== RECORDS TO PROCESS ==
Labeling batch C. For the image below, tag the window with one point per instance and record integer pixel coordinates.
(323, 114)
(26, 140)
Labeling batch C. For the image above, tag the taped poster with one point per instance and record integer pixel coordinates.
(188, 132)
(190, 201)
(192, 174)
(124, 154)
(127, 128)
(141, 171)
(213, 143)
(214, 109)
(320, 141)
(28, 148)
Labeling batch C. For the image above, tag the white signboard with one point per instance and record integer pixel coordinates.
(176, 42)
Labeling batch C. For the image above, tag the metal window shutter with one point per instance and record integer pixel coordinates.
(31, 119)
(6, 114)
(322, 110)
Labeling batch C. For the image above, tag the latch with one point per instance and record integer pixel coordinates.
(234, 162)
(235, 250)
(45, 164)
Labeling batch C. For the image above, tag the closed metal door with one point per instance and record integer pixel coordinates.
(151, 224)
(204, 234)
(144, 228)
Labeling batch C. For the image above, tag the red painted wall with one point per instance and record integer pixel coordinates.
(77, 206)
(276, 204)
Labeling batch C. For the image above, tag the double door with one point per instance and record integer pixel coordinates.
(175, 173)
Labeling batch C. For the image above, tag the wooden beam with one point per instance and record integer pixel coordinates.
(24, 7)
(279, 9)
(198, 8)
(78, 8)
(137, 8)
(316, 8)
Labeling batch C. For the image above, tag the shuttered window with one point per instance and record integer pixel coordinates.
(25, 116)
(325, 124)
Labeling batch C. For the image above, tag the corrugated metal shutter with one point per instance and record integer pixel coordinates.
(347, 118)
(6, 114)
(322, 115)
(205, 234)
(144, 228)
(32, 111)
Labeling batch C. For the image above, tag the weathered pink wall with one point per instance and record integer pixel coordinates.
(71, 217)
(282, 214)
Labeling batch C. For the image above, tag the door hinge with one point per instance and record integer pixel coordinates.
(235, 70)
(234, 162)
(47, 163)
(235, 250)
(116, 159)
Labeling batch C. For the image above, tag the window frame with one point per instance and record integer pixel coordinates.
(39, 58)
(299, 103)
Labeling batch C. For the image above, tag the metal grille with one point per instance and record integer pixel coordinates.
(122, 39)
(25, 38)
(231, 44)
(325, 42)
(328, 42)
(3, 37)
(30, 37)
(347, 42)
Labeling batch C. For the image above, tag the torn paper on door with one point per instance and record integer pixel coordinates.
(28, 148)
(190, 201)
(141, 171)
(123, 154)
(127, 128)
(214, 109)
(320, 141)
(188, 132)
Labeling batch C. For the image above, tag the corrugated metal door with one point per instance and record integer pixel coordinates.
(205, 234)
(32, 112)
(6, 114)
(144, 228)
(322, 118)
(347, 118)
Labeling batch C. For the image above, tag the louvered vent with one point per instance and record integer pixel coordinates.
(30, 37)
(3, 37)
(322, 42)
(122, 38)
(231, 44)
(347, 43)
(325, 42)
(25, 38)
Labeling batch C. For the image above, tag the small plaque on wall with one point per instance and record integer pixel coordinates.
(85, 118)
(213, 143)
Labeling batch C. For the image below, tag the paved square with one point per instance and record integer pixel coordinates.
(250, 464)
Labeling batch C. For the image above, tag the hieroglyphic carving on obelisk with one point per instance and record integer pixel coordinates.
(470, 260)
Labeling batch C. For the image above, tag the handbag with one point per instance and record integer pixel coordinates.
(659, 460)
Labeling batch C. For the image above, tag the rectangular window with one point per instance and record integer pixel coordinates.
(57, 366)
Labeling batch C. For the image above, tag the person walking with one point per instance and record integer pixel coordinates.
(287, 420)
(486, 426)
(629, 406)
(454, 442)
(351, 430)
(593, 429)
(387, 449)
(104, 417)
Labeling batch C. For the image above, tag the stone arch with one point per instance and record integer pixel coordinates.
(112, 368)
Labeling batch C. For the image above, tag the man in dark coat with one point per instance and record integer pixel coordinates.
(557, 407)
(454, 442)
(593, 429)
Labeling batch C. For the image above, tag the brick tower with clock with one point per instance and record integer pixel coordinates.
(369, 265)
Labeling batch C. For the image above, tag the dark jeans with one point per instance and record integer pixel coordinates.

== TASK DETAILS ==
Restate all of the lines in the material exactly as they are.

== ANSWER BOX ==
Labeling batch C. For the image below, tag the window with one point per instance and record integer pixel coordinates.
(323, 114)
(26, 140)
Labeling batch C. For the image above, tag the taped poster with one point per instance and record integer pixel coordinates.
(188, 132)
(190, 201)
(192, 174)
(124, 154)
(127, 128)
(141, 171)
(213, 143)
(214, 109)
(320, 141)
(28, 148)
Labeling batch C. For the image above, tag the white signboard with one point per instance and record integer pixel coordinates.
(176, 42)
Labeling batch C. For the image above, tag the metal window shutter with one point per instance and record integer pixel coordinates.
(31, 119)
(6, 114)
(322, 110)
Labeling batch C. For the image above, tag the latch with one point per instance and record integer pixel coordinates.
(234, 162)
(235, 250)
(45, 164)
Labeling batch C. For the image above, tag the closed metal door with one point per instance and record integer pixel coordinates.
(151, 224)
(204, 234)
(144, 228)
Labeling batch C. For the image above, tag the red painted wall with one point per instance and record integer pixel coordinates.
(77, 206)
(276, 204)
Labeling batch C. For the image above, tag the double door with one point per instance and record integer pixel coordinates.
(175, 173)
Labeling batch C. For the image above, tag the wooden beam with one point per instance and record integer pixel coordinates.
(24, 7)
(279, 9)
(198, 8)
(78, 8)
(137, 8)
(316, 8)
Labeling batch C. For the image above, tag the shuttered window with one point per instance and record integer pixel coordinates.
(25, 116)
(325, 124)
Labeling batch C. For the image above, tag the corrugated metal shutter with one point per instance and record integer pixel coordinates.
(347, 118)
(6, 114)
(322, 115)
(205, 234)
(144, 228)
(32, 111)
Labeling batch C. For the image above, tag the weathered pink wall with one point per instance and record integer pixel coordinates.
(71, 217)
(282, 214)
Labeling batch C. For the image above, tag the door hinge with one point per instance and record integer pixel coordinates.
(235, 70)
(234, 162)
(47, 163)
(235, 250)
(116, 159)
Labeling batch C. For the image above, tag the window frame with one point per instance and record integer pixel coordinates.
(39, 58)
(299, 103)
Labeling batch C. For the image above, tag the metal grille with one point per instance and record integer pixel coordinates.
(122, 39)
(25, 38)
(231, 44)
(325, 42)
(328, 42)
(3, 37)
(30, 37)
(347, 42)
Labeling batch C. For the image above, tag the torn paper on door with one point per instance and record integer pixel coordinates.
(28, 148)
(190, 201)
(141, 171)
(123, 154)
(127, 128)
(214, 109)
(320, 141)
(188, 132)
Labeling batch C. For the image above, tag the corrugated metal door with one point per instance and record integer pixel coordinates.
(205, 234)
(32, 112)
(6, 114)
(144, 228)
(322, 118)
(347, 118)
Labeling batch C. For the image above, tag the louvered vent with one point per instance and record integer pixel coordinates.
(30, 37)
(3, 37)
(322, 42)
(122, 38)
(231, 44)
(347, 43)
(325, 42)
(25, 38)
Labeling batch C. For the image above, tag the small plaque on wall with one point per instance and record integer pixel coordinates.
(85, 118)
(213, 143)
Labeling batch C. For the image below, tag the paved square with one point per instance and record integer pixel coordinates.
(250, 464)
Labeling batch C. For the image above, tag the hieroglyphic carving on obelisk with one point per instance and record integer pixel coordinates.
(470, 260)
Labeling batch C. For the image above, tag the handbag with one point per instance and record integer pixel coordinates.
(659, 460)
Labeling batch C. For the image above, tag the rectangular window with one point per instance and record integer pixel coordinates.
(57, 366)
Labeling batch C. For the image above, tag the person walking with one point per instance and record integer pixel coordinates.
(287, 420)
(486, 426)
(629, 406)
(454, 442)
(351, 430)
(593, 429)
(387, 449)
(104, 417)
Labeling batch C. For the image above, tag the stone arch with one point per instance and record integer pixel coordinates.
(112, 368)
Labeling batch C. For the image above, tag the man in dark coat with one point per instance and record integer pixel coordinates.
(557, 407)
(454, 442)
(593, 429)
Labeling batch C. For the image above, tag the brick tower with clock with one point per instance and record integer pixel coordinates.
(369, 265)
Labeling batch C. For the image above, tag the dark jeans with one point per instance and record integer pixel coordinates.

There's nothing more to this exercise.